:: Problem description ::
Will you give the material below again, every line exactly as it is?

:: Material to process ::
——
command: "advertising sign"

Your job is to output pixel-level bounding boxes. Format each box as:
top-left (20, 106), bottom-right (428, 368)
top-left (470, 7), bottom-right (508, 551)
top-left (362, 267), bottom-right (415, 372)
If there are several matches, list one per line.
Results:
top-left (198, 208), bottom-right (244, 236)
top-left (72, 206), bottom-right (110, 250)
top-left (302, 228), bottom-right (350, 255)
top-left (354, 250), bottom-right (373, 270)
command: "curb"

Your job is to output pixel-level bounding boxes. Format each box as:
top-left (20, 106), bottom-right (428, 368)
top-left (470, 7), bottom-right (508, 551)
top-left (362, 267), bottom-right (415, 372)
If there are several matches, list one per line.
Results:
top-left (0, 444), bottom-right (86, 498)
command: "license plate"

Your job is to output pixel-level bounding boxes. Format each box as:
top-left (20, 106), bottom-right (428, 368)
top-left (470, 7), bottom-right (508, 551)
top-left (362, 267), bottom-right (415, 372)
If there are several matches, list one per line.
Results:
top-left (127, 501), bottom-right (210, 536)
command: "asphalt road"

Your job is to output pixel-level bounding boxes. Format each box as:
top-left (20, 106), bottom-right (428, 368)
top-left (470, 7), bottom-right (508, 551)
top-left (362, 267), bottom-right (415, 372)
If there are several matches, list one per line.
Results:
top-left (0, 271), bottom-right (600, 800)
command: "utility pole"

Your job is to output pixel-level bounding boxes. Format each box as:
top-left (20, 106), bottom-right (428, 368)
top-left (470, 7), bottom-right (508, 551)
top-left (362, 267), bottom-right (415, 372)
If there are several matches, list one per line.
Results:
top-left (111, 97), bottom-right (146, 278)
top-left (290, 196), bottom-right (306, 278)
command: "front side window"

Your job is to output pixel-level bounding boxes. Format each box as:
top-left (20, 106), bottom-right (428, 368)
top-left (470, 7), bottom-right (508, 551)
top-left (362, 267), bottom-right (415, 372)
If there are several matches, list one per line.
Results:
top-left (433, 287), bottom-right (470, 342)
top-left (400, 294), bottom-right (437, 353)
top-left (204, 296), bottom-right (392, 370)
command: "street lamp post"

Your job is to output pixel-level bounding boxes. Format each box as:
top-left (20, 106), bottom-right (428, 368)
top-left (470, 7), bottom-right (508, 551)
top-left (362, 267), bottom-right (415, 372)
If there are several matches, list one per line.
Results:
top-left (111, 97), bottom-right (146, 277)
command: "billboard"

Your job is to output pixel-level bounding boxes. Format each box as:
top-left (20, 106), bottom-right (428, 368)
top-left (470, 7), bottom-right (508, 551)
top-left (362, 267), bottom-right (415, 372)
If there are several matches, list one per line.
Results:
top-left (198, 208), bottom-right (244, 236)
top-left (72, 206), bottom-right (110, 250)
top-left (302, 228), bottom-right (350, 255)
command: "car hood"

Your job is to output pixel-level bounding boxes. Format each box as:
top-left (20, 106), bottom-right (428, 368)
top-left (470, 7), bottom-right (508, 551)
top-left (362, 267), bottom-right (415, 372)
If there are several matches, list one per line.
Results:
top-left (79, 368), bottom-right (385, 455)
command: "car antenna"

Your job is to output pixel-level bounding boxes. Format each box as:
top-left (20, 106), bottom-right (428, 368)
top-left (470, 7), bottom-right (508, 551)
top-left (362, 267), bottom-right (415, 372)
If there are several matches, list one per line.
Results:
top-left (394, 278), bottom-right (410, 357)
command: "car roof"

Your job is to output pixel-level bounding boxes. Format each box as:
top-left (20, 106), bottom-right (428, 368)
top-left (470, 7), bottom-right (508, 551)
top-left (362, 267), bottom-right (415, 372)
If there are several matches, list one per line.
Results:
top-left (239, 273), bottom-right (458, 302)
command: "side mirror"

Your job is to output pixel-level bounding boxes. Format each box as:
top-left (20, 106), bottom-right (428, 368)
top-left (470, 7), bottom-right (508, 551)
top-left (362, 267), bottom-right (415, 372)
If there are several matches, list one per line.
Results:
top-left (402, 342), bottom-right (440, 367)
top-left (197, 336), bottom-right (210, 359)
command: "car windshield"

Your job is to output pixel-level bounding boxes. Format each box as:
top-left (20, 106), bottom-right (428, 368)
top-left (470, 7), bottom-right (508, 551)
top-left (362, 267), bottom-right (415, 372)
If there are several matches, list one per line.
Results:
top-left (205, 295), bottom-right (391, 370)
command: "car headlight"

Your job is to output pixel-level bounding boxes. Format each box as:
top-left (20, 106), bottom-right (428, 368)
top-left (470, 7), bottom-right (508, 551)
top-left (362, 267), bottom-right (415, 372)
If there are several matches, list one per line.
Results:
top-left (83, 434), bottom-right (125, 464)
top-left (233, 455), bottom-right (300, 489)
——
:: Complete output ::
command: "advertising sign"

Your job is to output pixel-level bounding boxes. Format each box as:
top-left (20, 106), bottom-right (428, 368)
top-left (470, 7), bottom-right (508, 551)
top-left (362, 267), bottom-right (415, 372)
If there are several matches, list one per line.
Results:
top-left (198, 208), bottom-right (244, 236)
top-left (72, 206), bottom-right (110, 250)
top-left (302, 228), bottom-right (350, 255)
top-left (354, 250), bottom-right (373, 270)
command: "curb"

Your job is to output pixel-level bounding boxes. Format each box as:
top-left (20, 106), bottom-right (428, 368)
top-left (470, 7), bottom-right (508, 551)
top-left (362, 267), bottom-right (415, 372)
If there are several matches, list one per line.
Results:
top-left (0, 444), bottom-right (86, 498)
command: "license plate"

Your job is to output pixel-level bounding boxes. Format each box as:
top-left (20, 106), bottom-right (428, 368)
top-left (470, 7), bottom-right (508, 551)
top-left (362, 267), bottom-right (415, 372)
If there are several matches, list one per line.
Results:
top-left (127, 501), bottom-right (210, 536)
command: "asphalt road"

Your job is to output pixel-level bounding boxes. Format each box as:
top-left (20, 106), bottom-right (428, 368)
top-left (470, 7), bottom-right (508, 551)
top-left (362, 267), bottom-right (415, 372)
If there are several matches, list one per line.
Results:
top-left (0, 271), bottom-right (600, 800)
command: "utility pole"

Your job is to output pixel-level bounding boxes. Format each box as:
top-left (20, 106), bottom-right (428, 368)
top-left (470, 7), bottom-right (508, 551)
top-left (362, 267), bottom-right (415, 372)
If there are several matches, list one per line.
Results:
top-left (111, 97), bottom-right (146, 278)
top-left (290, 196), bottom-right (306, 278)
command: "front side window"

Your job is to output pixel-level bounding boxes. Format each box as:
top-left (20, 106), bottom-right (428, 368)
top-left (470, 7), bottom-right (508, 551)
top-left (362, 267), bottom-right (415, 372)
If there are several matches, list one per line.
Results:
top-left (433, 287), bottom-right (470, 342)
top-left (400, 294), bottom-right (437, 353)
top-left (204, 296), bottom-right (392, 370)
command: "street lamp post"

Your job is to output pixel-level bounding boxes. Format each box as:
top-left (20, 106), bottom-right (428, 368)
top-left (470, 7), bottom-right (508, 551)
top-left (362, 267), bottom-right (415, 372)
If there are several matches, list one per line.
Results:
top-left (111, 97), bottom-right (146, 277)
command: "billboard"

Your job is to output pixel-level bounding boxes. Format each box as:
top-left (20, 106), bottom-right (428, 368)
top-left (470, 7), bottom-right (508, 551)
top-left (362, 267), bottom-right (415, 372)
If there are several matches, list one per line.
Results:
top-left (198, 208), bottom-right (244, 236)
top-left (72, 206), bottom-right (110, 250)
top-left (302, 228), bottom-right (350, 255)
command: "car hood"

Your job is to output pixel-level bounding boxes. Format each box as:
top-left (20, 106), bottom-right (428, 368)
top-left (470, 7), bottom-right (508, 551)
top-left (362, 267), bottom-right (415, 372)
If there are several matches, list one per line.
Results:
top-left (79, 368), bottom-right (385, 455)
command: "car antenna"

Your job is to output pixel-level bounding boxes. Format each box as:
top-left (20, 106), bottom-right (428, 368)
top-left (470, 7), bottom-right (508, 551)
top-left (362, 267), bottom-right (415, 372)
If there are several matches, list one per line.
Results:
top-left (394, 278), bottom-right (410, 357)
command: "car roof"

Your job is to output pixel-level bounding boxes. Format each box as:
top-left (20, 106), bottom-right (428, 368)
top-left (470, 7), bottom-right (508, 551)
top-left (362, 267), bottom-right (415, 372)
If there are several matches, list one per line.
Results:
top-left (239, 273), bottom-right (458, 302)
command: "side mirror"

Your job is to output pixel-level bounding boxes. Format each box as:
top-left (20, 106), bottom-right (428, 368)
top-left (470, 7), bottom-right (508, 551)
top-left (362, 267), bottom-right (415, 372)
If there are several matches, list one per line.
Results:
top-left (402, 342), bottom-right (440, 367)
top-left (197, 336), bottom-right (210, 359)
command: "car windshield"

Your job is to output pixel-level bounding boxes. Format each box as:
top-left (20, 106), bottom-right (428, 368)
top-left (470, 7), bottom-right (508, 551)
top-left (362, 267), bottom-right (415, 372)
If there are several matches, list one per line.
Results:
top-left (205, 295), bottom-right (391, 370)
command: "car headlight"

Your job is to output pixel-level bounding boxes. Format each box as:
top-left (20, 106), bottom-right (428, 368)
top-left (470, 7), bottom-right (508, 551)
top-left (362, 267), bottom-right (415, 372)
If there are several matches, list one per line.
Results:
top-left (83, 434), bottom-right (125, 464)
top-left (233, 455), bottom-right (300, 489)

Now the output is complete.